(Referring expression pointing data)
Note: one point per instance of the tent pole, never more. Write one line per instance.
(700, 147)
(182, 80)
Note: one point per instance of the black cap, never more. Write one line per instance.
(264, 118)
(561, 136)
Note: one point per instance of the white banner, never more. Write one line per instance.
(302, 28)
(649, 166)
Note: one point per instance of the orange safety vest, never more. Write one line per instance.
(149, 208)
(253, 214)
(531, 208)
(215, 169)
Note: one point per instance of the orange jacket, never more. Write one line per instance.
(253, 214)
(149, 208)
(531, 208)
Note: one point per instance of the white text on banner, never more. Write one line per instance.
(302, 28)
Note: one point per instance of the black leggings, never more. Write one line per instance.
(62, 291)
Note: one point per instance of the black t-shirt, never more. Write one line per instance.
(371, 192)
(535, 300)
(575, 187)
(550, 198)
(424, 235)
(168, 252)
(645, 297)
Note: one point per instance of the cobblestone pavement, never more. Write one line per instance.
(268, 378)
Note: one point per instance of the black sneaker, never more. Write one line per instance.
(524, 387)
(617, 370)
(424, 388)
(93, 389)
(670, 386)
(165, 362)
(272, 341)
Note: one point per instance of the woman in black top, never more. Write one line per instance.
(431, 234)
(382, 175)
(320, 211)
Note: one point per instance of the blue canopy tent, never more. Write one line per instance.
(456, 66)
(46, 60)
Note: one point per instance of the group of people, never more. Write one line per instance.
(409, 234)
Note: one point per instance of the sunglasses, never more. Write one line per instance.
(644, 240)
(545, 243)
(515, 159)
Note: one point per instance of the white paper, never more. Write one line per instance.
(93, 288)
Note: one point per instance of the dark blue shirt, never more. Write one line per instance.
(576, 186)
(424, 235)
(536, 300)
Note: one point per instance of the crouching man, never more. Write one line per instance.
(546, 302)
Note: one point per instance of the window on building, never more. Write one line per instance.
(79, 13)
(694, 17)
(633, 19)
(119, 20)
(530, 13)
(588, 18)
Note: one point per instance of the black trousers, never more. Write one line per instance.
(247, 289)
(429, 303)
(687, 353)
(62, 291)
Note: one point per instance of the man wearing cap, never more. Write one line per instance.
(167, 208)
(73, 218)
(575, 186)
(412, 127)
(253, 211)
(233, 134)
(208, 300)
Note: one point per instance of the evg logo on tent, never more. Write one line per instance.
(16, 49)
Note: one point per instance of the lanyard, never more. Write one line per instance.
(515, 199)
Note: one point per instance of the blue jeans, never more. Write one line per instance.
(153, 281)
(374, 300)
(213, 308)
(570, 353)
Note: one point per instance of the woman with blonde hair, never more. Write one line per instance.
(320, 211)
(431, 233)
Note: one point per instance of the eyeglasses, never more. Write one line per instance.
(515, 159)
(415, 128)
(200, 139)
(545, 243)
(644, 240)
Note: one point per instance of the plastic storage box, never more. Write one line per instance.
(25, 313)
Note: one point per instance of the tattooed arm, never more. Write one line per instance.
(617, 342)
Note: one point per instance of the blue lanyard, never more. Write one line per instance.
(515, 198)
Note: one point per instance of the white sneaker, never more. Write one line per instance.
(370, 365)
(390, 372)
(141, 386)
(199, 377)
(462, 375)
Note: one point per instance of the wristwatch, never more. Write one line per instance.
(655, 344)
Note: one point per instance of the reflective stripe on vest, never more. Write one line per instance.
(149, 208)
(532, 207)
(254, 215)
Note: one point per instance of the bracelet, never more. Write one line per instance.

What to produce
All of the records above need to be copied exactly.

Output of the exercise
Note: one point per instance of the tent pole, never more. Write one line per instance.
(700, 147)
(182, 80)
Note: one point per instance of the black cap, never more. Write one line per instance.
(264, 118)
(561, 136)
Note: one point per instance of the white banner, never more. Write one line per instance.
(302, 28)
(649, 166)
Note: one point per instance of the orange safety vest, never more. Write one line per instance.
(149, 208)
(253, 214)
(531, 208)
(215, 169)
Note: one point per instance of the orange jacket, never more. Write one line per instance.
(253, 214)
(149, 208)
(531, 208)
Note: one point per instance of the white text on banner, never more. Write one line per instance.
(302, 28)
Note: one point per instance of the black leggings, never more. Write one line per instance.
(62, 291)
Note: one point per instance of the black t-shirt, never more. Write one line per instance.
(371, 192)
(535, 300)
(575, 187)
(550, 198)
(424, 235)
(168, 252)
(645, 297)
Note: one point per instance of the cobblestone pavement, never more. Write one line per instance.
(268, 378)
Note: one point per instance of the black sneaker, never more. Write one line per instance.
(524, 387)
(617, 370)
(424, 388)
(93, 389)
(670, 386)
(165, 362)
(272, 341)
Note: one point per instance of the woman in black top, never more. Write one line per instance.
(431, 234)
(382, 175)
(320, 211)
Note: one point per instance of the blue canopy tent, never more. Write one line per instance.
(456, 66)
(46, 60)
Note: one point per instance of the group of people, never more. Write one line per instance.
(409, 234)
Note: one point per instance of the sunglasses, never more. Write one line per instance.
(644, 240)
(545, 243)
(515, 159)
Note: one point per instance of the white paper, never more. Write one line per instance.
(93, 288)
Note: one point per instance of the dark blue shirt, never more. Write one line per instance.
(576, 186)
(424, 235)
(536, 300)
Note: one point per instance of the crouching man, never more. Write one line per instance.
(546, 302)
Note: one point per instance of the window on building, never more. Write one line per instance.
(79, 13)
(694, 17)
(633, 19)
(119, 20)
(530, 13)
(588, 18)
Note: one point per instance of the black trousers, never more. Write one line per instance.
(247, 289)
(429, 303)
(687, 353)
(62, 291)
Note: one point per instance of the man wearing cap, never more. Write one line per instance.
(167, 208)
(73, 218)
(575, 186)
(412, 127)
(253, 211)
(233, 134)
(208, 300)
Note: one point per instance of the evg logo on tent, never more. Write one line per instance.
(16, 49)
Note: one point per instance of the lanyard, never more. Write one line per instance.
(515, 199)
Note: one point per instance of the blue jeans, never more. Write one line per instance.
(153, 281)
(374, 300)
(213, 308)
(570, 353)
Note: one point per instance of the woman with blonde hair, never more. Write one line per instance.
(320, 211)
(431, 233)
Note: one point per instance of the eyeglasses, never more. Write one line per instance.
(515, 159)
(415, 128)
(200, 139)
(545, 243)
(644, 240)
Note: one point per instance of the plastic storage box, never more. Write one line per instance.
(25, 313)
Note: one point per instance of the tattooed arm, never more. Write one line per instance.
(617, 342)
Note: one point per instance of the blue lanyard, never more. Write one line per instance.
(515, 198)
Note: one point per instance of the white sneaker, never more. Write one line per instance.
(370, 365)
(390, 372)
(141, 386)
(199, 377)
(462, 375)
Note: one point per instance of the wristwatch, never more. Write one line per instance.
(655, 344)
Note: one point per instance of the reflective stripe on vest, never more. Write one line per instance.
(149, 208)
(532, 207)
(254, 215)
Note: one point per instance of the bracelet, never more. Write one line per instance.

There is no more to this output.